• _What is required_:
Output the listing below, keeping each line exactly as it stands.

• _Records for processing_:
= = =

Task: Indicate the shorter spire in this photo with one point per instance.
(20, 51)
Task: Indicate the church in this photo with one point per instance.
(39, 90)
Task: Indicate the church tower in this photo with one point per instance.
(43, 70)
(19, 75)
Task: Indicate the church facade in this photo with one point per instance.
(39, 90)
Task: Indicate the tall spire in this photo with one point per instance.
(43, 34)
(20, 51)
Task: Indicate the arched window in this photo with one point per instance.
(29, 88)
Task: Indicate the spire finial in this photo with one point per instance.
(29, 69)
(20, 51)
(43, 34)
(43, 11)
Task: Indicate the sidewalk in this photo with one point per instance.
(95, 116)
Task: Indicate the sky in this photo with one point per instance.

= = =

• _Exercise answer_:
Task: Indicate the shorter spire in this photo with one point per instance.
(20, 51)
Task: Indicate the church in this photo with one point per instance.
(39, 90)
Task: Indicate the church tower in this photo with one point per instance.
(43, 70)
(19, 75)
Task: Indicate the church facade in this photo with one point per instance.
(39, 90)
Task: Indicate the tall spire in this photo with one point per instance.
(43, 34)
(20, 51)
Task: Indicate the arched window in this photo with one point per instance.
(29, 88)
Task: Indicate the spire finial in this photo with one point per instance.
(29, 69)
(20, 51)
(43, 34)
(43, 11)
Task: Indicate the sidewalk in this photo with one point per instance.
(95, 116)
Task: Indicate the sky in this photo with one point per instance.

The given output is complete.